On Moving to Atlanta

Chapter 1: These Homies are Chillin’ in their Low Ride!

U-Haul’s online, computerized reservation system sucks hefty moose willie.

I just want to get that out of the way before going any farther. U-Haul’s online reservation system is truly Teh Suck. It could suck a golf ball through a garden hose. If the suck of the U-Haul reservation system could be harnessed and used for good, it could replace gravity. It’s a good thing the rest of U-Haul’s customer service system blows to the same degree, to equalize the pressure.

As anyone who’s been reading this journal for a while knows, I’m in the process of moving. Specifically, to Atlanta. Two weeks ago, I found an apartment up there; last weekend came the Big Move. (Well, of my stuff, anyway; I’ll be staying in Gainesville for the next couple of weeks or so, and I’ll be in Tampa for Necronomicon next weekend.)

* DATA LINES
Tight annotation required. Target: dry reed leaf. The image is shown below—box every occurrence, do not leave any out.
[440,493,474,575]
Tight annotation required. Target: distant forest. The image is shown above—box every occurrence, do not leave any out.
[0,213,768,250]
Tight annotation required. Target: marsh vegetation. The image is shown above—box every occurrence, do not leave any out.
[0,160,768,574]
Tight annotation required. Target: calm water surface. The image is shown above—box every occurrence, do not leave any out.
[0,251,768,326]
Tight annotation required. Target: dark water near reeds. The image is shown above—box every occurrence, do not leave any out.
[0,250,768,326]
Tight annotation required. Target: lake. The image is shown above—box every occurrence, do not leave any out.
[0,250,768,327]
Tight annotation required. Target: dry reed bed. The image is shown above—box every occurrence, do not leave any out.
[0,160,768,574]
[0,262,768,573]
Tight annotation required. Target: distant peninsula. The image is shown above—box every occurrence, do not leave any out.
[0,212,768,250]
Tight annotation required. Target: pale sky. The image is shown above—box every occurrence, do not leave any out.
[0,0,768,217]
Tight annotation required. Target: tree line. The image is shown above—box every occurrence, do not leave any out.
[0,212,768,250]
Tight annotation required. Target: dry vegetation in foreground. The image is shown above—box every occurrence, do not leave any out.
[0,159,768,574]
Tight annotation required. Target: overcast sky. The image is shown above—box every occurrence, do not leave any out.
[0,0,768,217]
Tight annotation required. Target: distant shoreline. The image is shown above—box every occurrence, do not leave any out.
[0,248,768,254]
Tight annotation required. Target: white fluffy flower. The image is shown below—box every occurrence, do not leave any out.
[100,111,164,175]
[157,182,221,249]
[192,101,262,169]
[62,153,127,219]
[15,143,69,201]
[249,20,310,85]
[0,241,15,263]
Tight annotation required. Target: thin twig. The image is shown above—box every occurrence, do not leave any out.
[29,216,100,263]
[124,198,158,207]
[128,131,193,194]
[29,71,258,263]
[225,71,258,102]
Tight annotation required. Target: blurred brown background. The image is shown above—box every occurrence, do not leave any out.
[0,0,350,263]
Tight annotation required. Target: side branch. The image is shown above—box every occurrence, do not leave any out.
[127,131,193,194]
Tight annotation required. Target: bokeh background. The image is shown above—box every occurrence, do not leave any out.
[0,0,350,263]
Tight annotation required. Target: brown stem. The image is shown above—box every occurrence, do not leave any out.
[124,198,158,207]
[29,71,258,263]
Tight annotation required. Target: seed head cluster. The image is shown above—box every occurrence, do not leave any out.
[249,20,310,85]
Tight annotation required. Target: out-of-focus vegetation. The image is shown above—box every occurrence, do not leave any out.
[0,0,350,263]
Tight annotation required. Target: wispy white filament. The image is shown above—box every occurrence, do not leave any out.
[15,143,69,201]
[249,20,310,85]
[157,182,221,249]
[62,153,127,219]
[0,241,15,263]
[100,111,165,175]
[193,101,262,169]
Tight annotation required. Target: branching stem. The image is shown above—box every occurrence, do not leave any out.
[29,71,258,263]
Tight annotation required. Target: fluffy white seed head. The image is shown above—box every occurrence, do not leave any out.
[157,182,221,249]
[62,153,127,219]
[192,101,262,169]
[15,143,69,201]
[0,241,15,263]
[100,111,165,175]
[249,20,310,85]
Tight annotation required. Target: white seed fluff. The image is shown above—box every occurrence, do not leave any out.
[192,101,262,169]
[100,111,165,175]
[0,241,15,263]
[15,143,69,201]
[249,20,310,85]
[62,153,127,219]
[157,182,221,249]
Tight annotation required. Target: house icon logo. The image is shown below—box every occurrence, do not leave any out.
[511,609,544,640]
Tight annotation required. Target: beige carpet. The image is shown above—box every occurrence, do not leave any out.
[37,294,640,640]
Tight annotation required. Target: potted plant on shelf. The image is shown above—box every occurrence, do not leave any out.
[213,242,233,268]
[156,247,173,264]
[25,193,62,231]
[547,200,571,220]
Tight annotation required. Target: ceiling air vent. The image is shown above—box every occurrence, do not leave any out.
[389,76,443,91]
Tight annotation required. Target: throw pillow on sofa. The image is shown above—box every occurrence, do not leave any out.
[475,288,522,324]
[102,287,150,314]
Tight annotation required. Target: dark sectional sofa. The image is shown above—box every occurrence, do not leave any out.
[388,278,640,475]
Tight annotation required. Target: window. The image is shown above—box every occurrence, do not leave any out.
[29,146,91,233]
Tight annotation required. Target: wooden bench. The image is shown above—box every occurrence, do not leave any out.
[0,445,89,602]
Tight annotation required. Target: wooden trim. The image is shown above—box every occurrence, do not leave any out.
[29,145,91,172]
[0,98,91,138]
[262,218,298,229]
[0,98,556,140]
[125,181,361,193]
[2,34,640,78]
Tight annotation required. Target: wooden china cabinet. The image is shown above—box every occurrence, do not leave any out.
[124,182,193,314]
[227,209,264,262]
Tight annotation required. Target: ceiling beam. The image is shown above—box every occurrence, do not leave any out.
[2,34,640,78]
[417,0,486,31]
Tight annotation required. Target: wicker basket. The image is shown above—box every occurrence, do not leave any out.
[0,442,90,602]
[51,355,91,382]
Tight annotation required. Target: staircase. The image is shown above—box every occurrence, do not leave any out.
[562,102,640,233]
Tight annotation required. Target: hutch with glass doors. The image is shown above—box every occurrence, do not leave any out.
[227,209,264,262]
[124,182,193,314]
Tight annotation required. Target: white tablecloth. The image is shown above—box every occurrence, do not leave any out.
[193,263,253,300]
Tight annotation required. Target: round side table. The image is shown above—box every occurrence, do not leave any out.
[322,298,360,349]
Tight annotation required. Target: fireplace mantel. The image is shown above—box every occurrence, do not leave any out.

* PROBLEM SET
1/ In the post about moving to Atlanta, what event will the writer be in Tampa for next weekend?
2/ Please copy the stretch of the Atlanta moving post from "U-Haul’s online, computerized" through "equalize the pressure.".

* SOLUTIONS FOR EACH TASK
1/ Necronomicon.

2/
U-Haul’s online, computerized reservation system sucks hefty moose willie.

I just want to get that out of the way before going any farther. U-Haul’s online reservation system is truly Teh Suck. It could suck a golf ball through a garden hose. If the suck of the U-Haul reservation system could be harnessed and used for good, it could replace gravity. It’s a good thing the rest of U-Haul’s customer service system blows to the same degree, to equalize the pressure.